*PROVIDED PASSAGE:*
Pick's Disease

The Caregiver's Guide to Pick's Dementia



Pick's disease, also known as Pick disease or Pick's dementia, is a rare type of frontotemporal dementia (FTD) that accounts for just 1-5% of all dementia cases. It is characterized by the presence of abnormal protein accumulation, called Pick's bodies, in the frontal and/or temporal regions of the brain.

Those regions of the brain typically affected by Pick's disease are responsible for language, behavior and personality.

picks disease, family grief, picks dementia

Diagnosing this rare type of FTD is made by examining symptoms, ruling out other causes and MRI's that may show atrophy, or shrinking of the brain matter, in the frontotemporal lobes of the brain. There may be a genetic link, but most close family members are not usually more at risk than the rest of the population.

Research on this type of dementia is relatively new as the disease has often been confused with Alzheimer's. There are several important differences between the two types of dementia.

Pick's disease starts younger in life than Alzheimer's. Also, the primary initial symptoms in this dementia begin with behavior and personality changes and then will progress to memory loss. In Alzheimer's, memory loss is usually the presenting symptom, and personality changes occur later in the disease process.

*INFORMATION SHOWN:*
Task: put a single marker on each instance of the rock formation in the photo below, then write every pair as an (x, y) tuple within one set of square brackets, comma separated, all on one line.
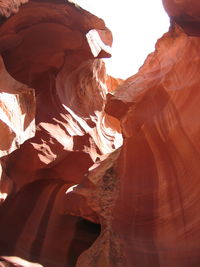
[(74, 196), (54, 47)]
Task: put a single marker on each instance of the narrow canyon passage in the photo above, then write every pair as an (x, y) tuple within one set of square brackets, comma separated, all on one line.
[(96, 170)]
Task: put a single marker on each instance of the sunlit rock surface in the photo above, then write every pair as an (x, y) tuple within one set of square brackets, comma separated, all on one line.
[(156, 216), (17, 120), (185, 13), (46, 46), (75, 198)]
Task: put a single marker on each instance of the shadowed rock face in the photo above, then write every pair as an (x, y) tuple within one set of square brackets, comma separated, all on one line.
[(156, 215), (146, 195), (54, 47), (185, 13)]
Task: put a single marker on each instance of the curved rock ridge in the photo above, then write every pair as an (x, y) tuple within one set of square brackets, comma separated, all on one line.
[(9, 7), (185, 13), (17, 120), (17, 112), (45, 46), (156, 214)]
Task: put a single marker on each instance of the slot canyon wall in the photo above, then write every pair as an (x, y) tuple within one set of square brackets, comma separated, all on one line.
[(96, 171)]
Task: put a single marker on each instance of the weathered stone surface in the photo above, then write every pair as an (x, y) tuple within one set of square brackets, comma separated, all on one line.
[(156, 215), (185, 13), (45, 45), (17, 120), (17, 112), (146, 195)]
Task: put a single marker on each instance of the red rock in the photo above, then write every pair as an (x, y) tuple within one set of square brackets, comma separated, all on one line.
[(45, 46), (185, 14), (156, 216)]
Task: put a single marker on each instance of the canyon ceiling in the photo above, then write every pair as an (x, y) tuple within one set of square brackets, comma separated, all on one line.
[(94, 170)]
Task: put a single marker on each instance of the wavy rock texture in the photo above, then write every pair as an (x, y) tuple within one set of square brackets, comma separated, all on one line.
[(54, 47), (17, 120), (156, 215), (70, 178), (185, 13)]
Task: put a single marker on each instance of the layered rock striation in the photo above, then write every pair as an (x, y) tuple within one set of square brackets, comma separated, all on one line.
[(54, 47), (75, 197)]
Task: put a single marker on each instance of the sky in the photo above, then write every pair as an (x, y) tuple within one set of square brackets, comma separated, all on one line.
[(136, 25)]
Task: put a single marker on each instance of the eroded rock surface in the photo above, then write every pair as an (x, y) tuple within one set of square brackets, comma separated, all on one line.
[(156, 215), (76, 198), (54, 47)]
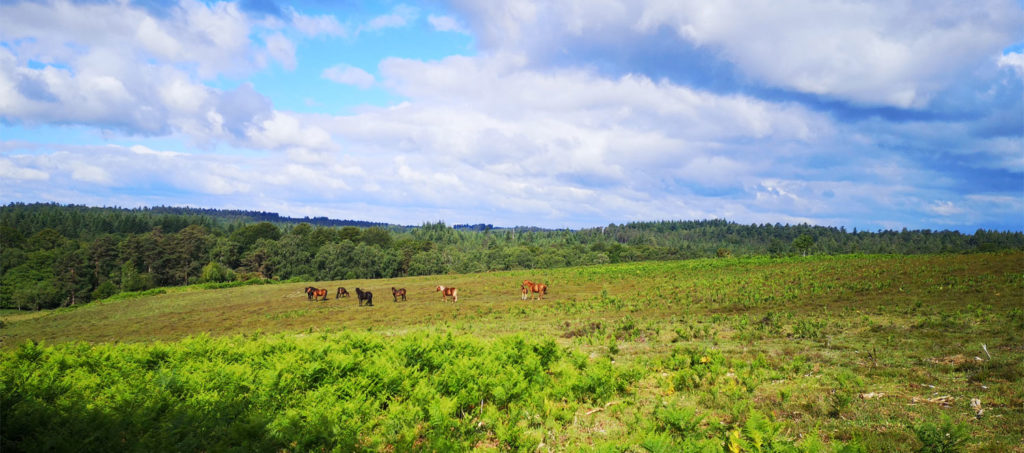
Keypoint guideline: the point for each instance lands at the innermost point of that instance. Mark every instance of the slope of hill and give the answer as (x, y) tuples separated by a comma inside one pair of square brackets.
[(818, 354)]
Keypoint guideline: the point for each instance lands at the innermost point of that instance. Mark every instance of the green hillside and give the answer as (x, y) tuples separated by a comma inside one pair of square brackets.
[(817, 354)]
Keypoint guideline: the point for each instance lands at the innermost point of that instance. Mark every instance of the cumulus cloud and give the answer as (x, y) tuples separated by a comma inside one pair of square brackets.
[(325, 25), (400, 15), (120, 68), (444, 24), (547, 125), (1014, 60), (348, 75), (871, 53)]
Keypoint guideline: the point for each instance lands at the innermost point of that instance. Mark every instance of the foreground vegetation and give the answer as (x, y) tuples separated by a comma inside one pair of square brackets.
[(799, 354), (53, 255)]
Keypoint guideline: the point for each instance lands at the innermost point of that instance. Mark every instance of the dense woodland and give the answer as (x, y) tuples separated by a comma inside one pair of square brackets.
[(54, 255)]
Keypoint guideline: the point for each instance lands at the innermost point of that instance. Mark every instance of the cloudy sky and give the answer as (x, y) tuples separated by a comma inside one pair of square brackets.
[(580, 113)]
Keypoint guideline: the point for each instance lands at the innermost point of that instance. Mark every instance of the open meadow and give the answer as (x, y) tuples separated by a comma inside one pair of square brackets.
[(852, 353)]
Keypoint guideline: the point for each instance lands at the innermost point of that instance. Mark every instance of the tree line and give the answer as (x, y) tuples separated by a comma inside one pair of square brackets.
[(54, 255)]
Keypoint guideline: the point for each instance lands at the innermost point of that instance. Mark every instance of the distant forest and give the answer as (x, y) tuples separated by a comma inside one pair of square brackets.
[(57, 255)]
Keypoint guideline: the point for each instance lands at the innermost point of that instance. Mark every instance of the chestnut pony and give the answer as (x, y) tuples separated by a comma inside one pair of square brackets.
[(445, 291), (365, 295), (398, 292), (315, 293), (537, 288)]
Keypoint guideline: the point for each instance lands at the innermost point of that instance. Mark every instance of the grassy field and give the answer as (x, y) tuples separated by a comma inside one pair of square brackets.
[(810, 354)]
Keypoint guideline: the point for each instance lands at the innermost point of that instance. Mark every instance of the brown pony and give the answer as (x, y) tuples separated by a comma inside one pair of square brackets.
[(365, 295), (537, 288), (445, 291), (316, 293), (398, 292)]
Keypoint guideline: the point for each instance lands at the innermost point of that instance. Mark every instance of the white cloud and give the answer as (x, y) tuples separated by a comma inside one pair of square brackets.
[(444, 24), (284, 130), (281, 49), (1014, 60), (349, 75), (867, 52), (399, 16), (326, 25), (9, 170)]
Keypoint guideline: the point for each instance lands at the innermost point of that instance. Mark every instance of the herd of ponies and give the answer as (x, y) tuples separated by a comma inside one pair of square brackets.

*PROBLEMS TO WORK ON:*
1. Answer from the Pick's disease text:
(a) What share of all dementia cases does Pick's disease account for?
(b) Which functions are the brain regions it typically affects responsible for?
(c) In Alzheimer's, what is usually the presenting symptom?
2. Carry on the Pick's disease text from where it stops.
The rows come from a different source than the text.

*TASK RESPONSES:*
1.
(a) 1-5%
(b) Language, behavior and personality
(c) Memory loss

2.
Physicians look for at least 3 of the following 5 traits typically associated with this type of dementia:

  1. Onset of symptoms beginning between the ages of 40 - 65
  2. Distinct personality changes as the presenting symptom
  3. Behavior changes, including loss of inhibition
  4. Loss of control, for example, overeating or hypersexuality
  5. Roaming type behaviors

At this point, there is no known cause and no known cure for Pick's disease. The average life span following diagnosis is between 2 - 10 years and the condition is progressive and always terminal. Treatment is focused on therapies, optimizing health, medications to manage behaviors that are destructive or potentially harmful, and support for families and caregivers.

Pick's Dementia Caregiver's Tips

If you know and love someone with Pick's disease, you are well aware of how difficult this disease is to manage. The dramatic personality changes and inappropriate behaviors are difficult enough to manage at home, but even more so in public.

One good tip is to arm yourself with "Awareness Cards". These are the same size and shape as a typical business card and are printed with a little bit of information about the disease. The cards often state something like this:

    Front of Card
  • This person has a Brain Disease

    Back of Card
  • This person suffers from Pick's Disease and may exhibit problems with behavior, personality and language.
  • Your patience and support is appreciated.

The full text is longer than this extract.